[YOUR OBJECTIVE] Gather every line below that contains the word "marking" and copy each one in full.

begin MATERIAL

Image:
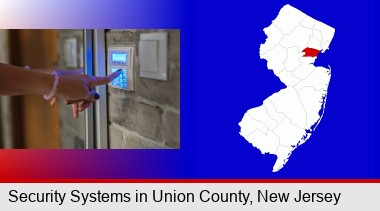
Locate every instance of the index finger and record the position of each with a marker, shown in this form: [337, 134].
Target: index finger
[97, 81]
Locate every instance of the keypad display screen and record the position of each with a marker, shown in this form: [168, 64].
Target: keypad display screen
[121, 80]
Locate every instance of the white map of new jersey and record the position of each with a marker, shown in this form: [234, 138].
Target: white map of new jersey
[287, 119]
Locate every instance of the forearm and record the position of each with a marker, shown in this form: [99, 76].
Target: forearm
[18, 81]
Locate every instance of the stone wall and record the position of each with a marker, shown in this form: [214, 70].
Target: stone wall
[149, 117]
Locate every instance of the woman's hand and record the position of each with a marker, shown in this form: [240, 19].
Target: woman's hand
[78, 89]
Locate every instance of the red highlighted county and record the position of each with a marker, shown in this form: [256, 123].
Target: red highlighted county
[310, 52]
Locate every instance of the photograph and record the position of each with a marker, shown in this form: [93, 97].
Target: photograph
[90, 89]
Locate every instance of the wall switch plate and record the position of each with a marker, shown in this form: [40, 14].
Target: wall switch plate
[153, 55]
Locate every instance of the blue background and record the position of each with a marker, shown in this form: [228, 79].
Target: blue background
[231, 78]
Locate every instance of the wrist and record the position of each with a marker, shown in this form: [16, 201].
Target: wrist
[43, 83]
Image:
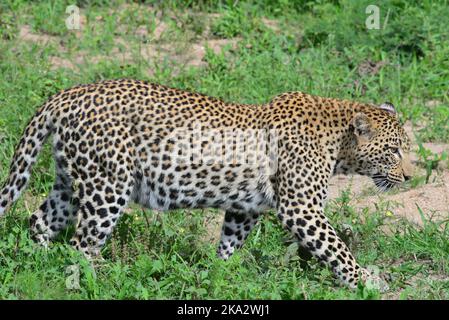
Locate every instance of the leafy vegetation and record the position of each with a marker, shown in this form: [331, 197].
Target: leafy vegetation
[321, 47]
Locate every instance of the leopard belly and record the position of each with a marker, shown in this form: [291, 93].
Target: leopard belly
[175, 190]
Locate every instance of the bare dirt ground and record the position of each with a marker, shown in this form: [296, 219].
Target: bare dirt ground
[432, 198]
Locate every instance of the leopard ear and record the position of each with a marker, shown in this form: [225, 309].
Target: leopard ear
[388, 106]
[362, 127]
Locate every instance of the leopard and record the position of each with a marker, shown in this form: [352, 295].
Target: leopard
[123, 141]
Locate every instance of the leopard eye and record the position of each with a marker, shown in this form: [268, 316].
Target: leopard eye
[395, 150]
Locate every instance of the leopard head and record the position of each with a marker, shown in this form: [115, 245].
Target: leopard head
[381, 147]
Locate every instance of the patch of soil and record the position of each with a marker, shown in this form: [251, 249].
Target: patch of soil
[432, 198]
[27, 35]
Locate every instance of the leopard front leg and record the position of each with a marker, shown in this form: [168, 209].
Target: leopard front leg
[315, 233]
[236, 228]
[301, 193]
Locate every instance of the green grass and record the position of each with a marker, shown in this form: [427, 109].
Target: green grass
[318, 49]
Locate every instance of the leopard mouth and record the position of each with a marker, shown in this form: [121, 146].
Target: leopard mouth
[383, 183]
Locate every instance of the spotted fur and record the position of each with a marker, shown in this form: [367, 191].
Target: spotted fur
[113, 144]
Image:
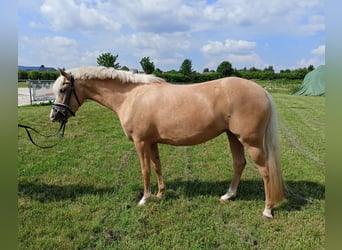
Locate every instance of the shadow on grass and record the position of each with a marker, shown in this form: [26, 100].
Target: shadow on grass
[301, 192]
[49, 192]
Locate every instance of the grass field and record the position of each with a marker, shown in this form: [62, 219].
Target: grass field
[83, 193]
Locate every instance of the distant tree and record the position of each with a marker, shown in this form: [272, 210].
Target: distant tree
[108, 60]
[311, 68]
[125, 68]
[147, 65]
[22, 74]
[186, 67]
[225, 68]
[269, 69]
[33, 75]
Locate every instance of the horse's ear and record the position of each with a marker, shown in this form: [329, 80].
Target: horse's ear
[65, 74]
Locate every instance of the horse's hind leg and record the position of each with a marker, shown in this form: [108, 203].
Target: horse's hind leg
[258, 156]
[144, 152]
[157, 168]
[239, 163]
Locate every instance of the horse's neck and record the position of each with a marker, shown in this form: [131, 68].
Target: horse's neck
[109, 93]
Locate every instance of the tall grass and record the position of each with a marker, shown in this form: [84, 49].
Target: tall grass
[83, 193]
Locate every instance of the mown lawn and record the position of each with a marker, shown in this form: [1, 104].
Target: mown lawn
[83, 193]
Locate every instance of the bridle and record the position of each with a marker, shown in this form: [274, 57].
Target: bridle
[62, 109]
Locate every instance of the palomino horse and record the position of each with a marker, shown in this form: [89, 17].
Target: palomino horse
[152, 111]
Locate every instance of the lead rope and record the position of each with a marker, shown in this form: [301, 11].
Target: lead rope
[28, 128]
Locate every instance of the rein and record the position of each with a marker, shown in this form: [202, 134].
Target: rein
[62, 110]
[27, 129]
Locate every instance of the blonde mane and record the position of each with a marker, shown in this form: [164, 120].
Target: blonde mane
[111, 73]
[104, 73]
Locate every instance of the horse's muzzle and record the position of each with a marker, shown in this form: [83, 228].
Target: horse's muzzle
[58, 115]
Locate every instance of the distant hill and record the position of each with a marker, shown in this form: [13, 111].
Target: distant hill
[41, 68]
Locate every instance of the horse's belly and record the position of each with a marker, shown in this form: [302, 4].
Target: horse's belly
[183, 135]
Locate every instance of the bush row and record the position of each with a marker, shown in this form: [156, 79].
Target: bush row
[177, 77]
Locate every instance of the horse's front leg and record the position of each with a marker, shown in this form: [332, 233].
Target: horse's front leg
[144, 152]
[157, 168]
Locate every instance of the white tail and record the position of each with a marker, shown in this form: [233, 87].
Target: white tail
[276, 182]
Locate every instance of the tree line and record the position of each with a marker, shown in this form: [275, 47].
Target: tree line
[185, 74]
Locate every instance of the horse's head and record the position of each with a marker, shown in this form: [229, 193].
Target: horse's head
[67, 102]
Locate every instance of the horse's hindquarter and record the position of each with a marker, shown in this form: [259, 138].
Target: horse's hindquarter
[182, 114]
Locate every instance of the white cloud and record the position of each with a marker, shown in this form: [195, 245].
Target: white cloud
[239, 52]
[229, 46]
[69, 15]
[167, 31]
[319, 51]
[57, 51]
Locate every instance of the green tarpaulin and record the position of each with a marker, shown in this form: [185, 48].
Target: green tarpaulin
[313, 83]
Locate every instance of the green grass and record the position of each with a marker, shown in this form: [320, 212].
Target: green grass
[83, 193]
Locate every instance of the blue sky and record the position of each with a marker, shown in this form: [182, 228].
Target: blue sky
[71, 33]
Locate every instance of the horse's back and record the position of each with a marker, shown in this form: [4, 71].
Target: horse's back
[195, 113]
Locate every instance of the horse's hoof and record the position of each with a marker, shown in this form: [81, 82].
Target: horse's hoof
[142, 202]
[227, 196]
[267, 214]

end MATERIAL
begin MATERIAL

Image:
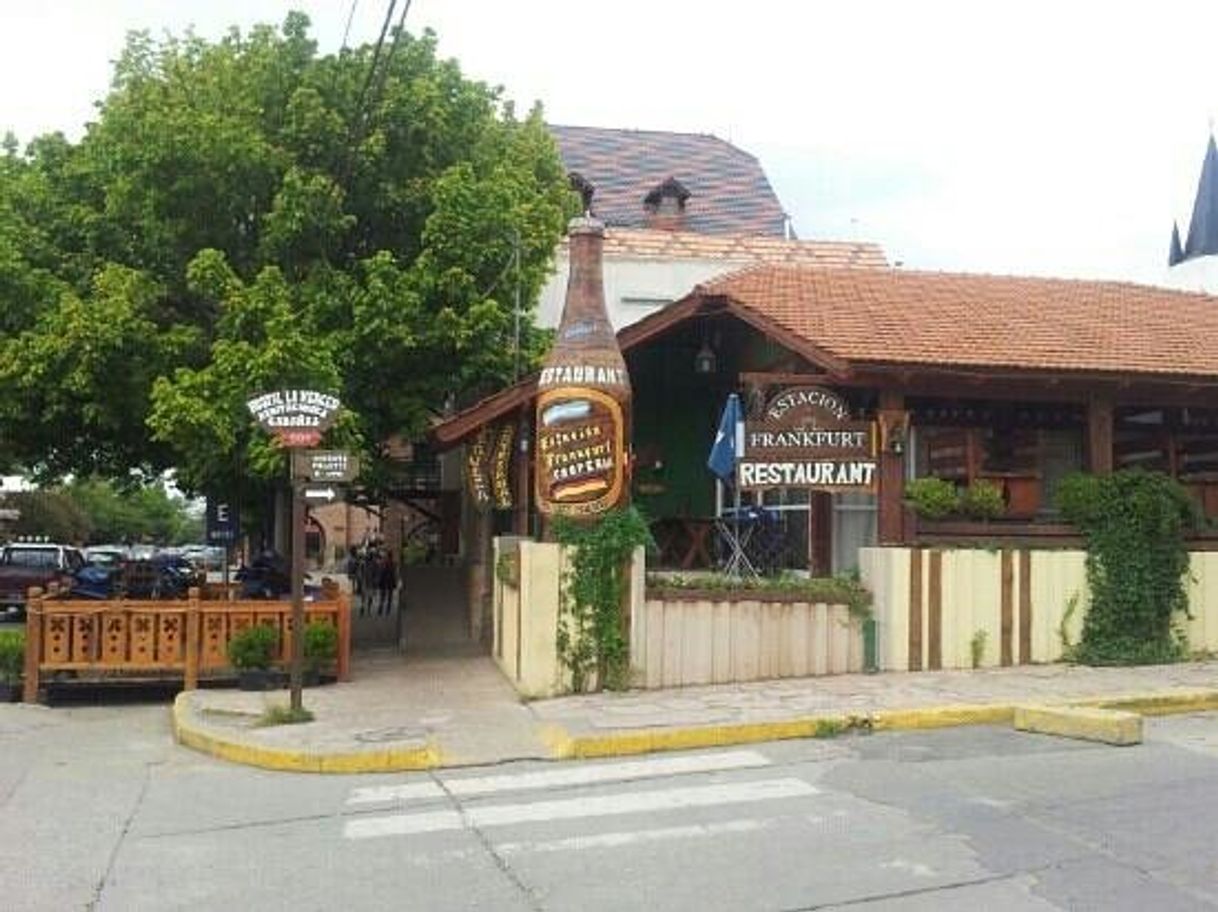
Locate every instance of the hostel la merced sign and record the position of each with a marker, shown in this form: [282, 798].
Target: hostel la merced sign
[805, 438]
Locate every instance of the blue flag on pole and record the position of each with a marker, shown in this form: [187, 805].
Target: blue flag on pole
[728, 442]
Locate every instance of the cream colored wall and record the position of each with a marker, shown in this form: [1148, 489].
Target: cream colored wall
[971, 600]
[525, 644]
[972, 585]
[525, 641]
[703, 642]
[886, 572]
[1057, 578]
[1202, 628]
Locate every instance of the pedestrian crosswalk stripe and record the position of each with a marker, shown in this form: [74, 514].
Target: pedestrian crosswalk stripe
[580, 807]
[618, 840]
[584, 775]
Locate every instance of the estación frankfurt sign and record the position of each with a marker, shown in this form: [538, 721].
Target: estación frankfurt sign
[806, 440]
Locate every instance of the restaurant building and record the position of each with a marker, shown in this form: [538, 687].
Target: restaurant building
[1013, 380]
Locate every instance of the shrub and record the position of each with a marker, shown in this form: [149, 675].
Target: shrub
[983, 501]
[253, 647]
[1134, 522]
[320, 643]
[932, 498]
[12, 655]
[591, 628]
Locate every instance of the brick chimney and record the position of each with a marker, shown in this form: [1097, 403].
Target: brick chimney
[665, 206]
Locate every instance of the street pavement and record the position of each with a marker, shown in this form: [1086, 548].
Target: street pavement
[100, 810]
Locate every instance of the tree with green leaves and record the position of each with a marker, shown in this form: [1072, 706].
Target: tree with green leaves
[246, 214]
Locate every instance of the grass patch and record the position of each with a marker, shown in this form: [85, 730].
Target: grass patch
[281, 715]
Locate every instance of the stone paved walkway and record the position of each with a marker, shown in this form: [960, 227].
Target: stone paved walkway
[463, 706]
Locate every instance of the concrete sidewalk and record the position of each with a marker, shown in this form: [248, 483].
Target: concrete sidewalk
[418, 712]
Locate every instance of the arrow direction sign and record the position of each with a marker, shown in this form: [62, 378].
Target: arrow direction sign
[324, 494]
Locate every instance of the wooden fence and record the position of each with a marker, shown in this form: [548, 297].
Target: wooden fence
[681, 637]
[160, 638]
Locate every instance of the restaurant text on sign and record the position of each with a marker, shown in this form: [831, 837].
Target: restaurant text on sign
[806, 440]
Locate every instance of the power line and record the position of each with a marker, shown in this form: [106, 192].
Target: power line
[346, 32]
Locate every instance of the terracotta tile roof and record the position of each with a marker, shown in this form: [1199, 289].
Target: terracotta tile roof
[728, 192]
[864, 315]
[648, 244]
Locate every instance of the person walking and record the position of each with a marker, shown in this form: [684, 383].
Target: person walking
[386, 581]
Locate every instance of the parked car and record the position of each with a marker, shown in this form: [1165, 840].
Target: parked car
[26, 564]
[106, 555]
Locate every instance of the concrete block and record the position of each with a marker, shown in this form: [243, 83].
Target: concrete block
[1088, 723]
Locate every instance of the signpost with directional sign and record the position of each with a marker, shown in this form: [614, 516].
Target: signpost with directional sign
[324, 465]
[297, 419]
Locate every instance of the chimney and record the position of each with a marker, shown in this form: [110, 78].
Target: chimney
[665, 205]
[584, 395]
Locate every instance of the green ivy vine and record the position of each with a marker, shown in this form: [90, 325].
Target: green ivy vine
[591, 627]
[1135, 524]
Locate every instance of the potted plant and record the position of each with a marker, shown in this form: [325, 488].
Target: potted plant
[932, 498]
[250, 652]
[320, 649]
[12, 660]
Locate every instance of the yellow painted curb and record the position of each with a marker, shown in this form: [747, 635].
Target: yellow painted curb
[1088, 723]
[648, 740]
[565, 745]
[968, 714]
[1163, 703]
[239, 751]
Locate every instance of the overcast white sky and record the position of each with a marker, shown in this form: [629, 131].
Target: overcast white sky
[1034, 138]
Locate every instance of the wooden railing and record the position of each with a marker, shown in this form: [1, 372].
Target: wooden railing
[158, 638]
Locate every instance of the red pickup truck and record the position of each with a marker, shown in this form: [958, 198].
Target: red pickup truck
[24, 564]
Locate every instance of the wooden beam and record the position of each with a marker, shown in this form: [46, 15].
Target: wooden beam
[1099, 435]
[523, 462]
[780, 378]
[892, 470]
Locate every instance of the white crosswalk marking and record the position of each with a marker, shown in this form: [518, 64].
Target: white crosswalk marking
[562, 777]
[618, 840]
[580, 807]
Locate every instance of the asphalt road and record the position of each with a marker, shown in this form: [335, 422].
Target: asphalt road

end MATERIAL

[THE OUTPUT]
Locate every instance of the white crosswalk marking and record the position of each with a marker, shown in this form: [518, 64].
Target: white crosswalk marking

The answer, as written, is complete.